Pull out each line from the entries below that has the word "ocean" in it.

─── Stored rows

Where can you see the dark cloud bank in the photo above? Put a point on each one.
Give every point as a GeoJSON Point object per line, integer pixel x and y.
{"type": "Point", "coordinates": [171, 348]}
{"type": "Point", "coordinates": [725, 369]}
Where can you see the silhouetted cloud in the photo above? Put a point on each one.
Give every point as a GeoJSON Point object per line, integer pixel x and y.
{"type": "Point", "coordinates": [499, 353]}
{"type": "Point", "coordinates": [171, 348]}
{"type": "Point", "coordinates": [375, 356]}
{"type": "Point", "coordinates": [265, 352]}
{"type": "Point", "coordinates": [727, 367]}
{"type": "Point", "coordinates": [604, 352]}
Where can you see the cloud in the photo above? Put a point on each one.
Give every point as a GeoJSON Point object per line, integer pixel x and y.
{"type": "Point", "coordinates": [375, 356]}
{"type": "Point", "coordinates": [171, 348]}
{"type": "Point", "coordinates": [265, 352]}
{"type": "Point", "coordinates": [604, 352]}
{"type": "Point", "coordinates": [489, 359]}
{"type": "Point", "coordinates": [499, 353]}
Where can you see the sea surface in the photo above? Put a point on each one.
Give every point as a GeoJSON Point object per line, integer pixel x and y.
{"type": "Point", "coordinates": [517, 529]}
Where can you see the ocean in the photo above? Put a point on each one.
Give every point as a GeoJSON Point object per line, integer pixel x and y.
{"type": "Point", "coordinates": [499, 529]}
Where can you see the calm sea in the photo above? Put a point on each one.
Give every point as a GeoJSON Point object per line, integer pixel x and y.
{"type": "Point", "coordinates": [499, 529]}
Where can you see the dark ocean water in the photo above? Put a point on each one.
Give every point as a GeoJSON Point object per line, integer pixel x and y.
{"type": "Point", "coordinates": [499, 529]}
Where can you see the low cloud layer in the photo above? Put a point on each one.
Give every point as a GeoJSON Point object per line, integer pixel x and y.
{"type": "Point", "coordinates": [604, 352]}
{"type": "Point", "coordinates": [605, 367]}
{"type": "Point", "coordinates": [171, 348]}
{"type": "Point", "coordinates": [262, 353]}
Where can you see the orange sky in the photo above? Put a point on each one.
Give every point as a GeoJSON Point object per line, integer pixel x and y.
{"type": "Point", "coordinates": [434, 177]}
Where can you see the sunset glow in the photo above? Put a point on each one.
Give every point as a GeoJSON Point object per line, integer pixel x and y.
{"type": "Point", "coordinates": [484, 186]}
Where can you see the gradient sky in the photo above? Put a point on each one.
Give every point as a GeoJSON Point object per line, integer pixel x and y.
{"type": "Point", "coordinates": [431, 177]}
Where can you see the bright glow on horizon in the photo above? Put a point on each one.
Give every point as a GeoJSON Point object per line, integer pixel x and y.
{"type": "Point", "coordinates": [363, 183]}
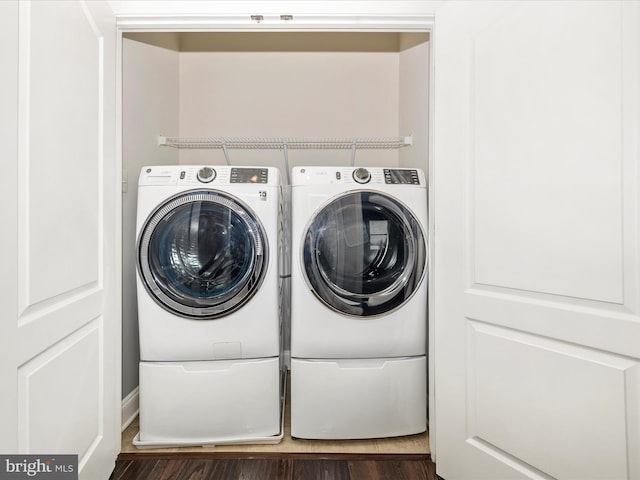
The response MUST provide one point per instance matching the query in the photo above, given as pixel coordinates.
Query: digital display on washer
(399, 177)
(249, 175)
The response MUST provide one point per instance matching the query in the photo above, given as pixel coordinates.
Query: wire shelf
(291, 143)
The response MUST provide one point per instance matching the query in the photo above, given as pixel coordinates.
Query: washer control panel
(362, 175)
(397, 176)
(210, 176)
(249, 175)
(206, 174)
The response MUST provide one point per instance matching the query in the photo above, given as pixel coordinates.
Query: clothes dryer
(208, 304)
(359, 302)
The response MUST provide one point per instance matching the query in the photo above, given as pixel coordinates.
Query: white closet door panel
(546, 154)
(61, 358)
(61, 120)
(536, 309)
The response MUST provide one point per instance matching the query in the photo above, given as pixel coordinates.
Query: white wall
(289, 94)
(414, 100)
(150, 107)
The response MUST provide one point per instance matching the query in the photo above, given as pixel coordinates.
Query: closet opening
(254, 86)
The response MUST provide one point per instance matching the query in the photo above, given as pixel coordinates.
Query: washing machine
(359, 302)
(209, 316)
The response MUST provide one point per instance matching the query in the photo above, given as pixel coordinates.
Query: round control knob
(361, 175)
(206, 174)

──────

Correct response -
Where can you see the ocean in the photo above? Put a point on each one.
Where can you see the dark ocean water in the photo above? Put a point on each one.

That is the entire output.